Task material:
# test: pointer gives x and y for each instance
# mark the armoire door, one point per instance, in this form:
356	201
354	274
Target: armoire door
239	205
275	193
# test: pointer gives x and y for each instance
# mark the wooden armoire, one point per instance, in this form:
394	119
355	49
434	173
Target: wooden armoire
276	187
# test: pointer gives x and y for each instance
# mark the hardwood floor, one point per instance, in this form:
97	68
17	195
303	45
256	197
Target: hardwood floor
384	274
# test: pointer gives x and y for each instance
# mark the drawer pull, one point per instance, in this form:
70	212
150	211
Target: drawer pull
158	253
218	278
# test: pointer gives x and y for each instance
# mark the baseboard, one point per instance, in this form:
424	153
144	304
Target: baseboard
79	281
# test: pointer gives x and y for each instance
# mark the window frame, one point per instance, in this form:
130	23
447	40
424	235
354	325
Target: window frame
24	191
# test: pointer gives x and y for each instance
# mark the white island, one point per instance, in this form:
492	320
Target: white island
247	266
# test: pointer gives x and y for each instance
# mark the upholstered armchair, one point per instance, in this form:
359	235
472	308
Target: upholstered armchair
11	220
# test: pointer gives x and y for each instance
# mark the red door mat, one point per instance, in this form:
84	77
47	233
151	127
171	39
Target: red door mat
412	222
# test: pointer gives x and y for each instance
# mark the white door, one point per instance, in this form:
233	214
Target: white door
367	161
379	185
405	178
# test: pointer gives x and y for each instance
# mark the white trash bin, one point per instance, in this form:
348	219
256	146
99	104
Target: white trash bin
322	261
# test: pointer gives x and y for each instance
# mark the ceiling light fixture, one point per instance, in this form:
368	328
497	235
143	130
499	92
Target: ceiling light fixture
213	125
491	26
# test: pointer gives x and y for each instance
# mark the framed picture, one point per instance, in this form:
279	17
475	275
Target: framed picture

Your objective:
Extract every line of the material above that contains the string "upholstered".

Exercise output:
# mark the upholstered armchair, one point per instance, in this form:
Target: upholstered armchair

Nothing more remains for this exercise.